■ **Raw records**

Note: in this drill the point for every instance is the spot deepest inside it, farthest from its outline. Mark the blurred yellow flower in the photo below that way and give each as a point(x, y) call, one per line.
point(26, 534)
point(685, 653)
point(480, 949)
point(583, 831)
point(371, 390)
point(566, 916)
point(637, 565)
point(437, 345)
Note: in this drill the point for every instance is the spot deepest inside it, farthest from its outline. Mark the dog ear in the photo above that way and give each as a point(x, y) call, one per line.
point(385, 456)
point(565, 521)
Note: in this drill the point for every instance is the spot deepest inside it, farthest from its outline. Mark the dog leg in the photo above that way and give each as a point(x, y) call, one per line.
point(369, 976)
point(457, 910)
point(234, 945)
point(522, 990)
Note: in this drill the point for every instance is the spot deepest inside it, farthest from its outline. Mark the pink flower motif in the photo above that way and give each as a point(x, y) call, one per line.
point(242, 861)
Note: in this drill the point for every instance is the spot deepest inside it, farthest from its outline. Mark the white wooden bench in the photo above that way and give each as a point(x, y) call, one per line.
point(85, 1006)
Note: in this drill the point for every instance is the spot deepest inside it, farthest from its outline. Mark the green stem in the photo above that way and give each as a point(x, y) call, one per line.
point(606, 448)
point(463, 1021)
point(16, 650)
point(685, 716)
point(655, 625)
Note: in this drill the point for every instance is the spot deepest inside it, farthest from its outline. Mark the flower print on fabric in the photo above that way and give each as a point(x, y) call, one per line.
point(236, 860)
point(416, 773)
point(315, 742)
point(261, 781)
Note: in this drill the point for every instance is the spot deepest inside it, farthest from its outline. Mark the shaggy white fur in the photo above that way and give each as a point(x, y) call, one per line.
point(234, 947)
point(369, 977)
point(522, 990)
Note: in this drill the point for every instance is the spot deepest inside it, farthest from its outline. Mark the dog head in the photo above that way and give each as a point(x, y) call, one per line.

■ **Job**
Transcribe every entry exactly, omitting nothing.

■ **Result for this task**
Note: in this drill the point for every instance is the spot deepest inside it, farthest from its outline. Mark the blurred yellow flower in the photo below that way and give each as a point(x, y) call, one per line.
point(26, 534)
point(685, 653)
point(480, 949)
point(583, 831)
point(371, 390)
point(566, 916)
point(637, 565)
point(437, 345)
Note: in this drill the point for every instance is the spot deepest inside it, farthest from its outline. Mark the dog ear in the photo above that way and give each as a point(x, y) call, one per line.
point(385, 456)
point(565, 521)
Note: in this drill the point for every instance is the spot deepest inside it, farthest from its outline. Mark the dog leg in the photo above that way and give each as a point(x, y) call, one per line.
point(369, 976)
point(457, 910)
point(234, 945)
point(522, 990)
Note: in this drill the point for every instance is the spot deepest inside it, farthest from its outline. Mark the pink flower motif in the photo above that way and give each as a point(x, y) call, one per line.
point(242, 861)
Note: in this drill the point for every instance is the spot deepest inside it, farthest from its outline. Mark the white wooden bench in the photo above that way and give each as a point(x, y) call, one per line.
point(85, 1006)
Note: in this drill the point for every instance is the spot deepest inside it, farthest from its outline. Mark the green stem in the photo above that way and give each as a point(x, y) call, one per line.
point(606, 448)
point(463, 1021)
point(16, 650)
point(685, 716)
point(655, 625)
Note: in this drill the point for every instance is the spot deepest inside it, farthest from its outline. Mark the flower print on fabric in the photo above that way and give each as a point(x, y) call, one per line.
point(236, 860)
point(416, 773)
point(315, 742)
point(261, 781)
Note: in this drill the point for every instance is the spot deepest inside it, farthest from its outline. Mark the shaggy white fur in the photo above that way and give each as a point(x, y) call, one per line.
point(234, 947)
point(369, 977)
point(522, 990)
Note: in this drill the point for every instance is the spot deepest inside it, farthest from its outline. Mark the dog head in the photo above that way and give each as a point(x, y) call, one per line.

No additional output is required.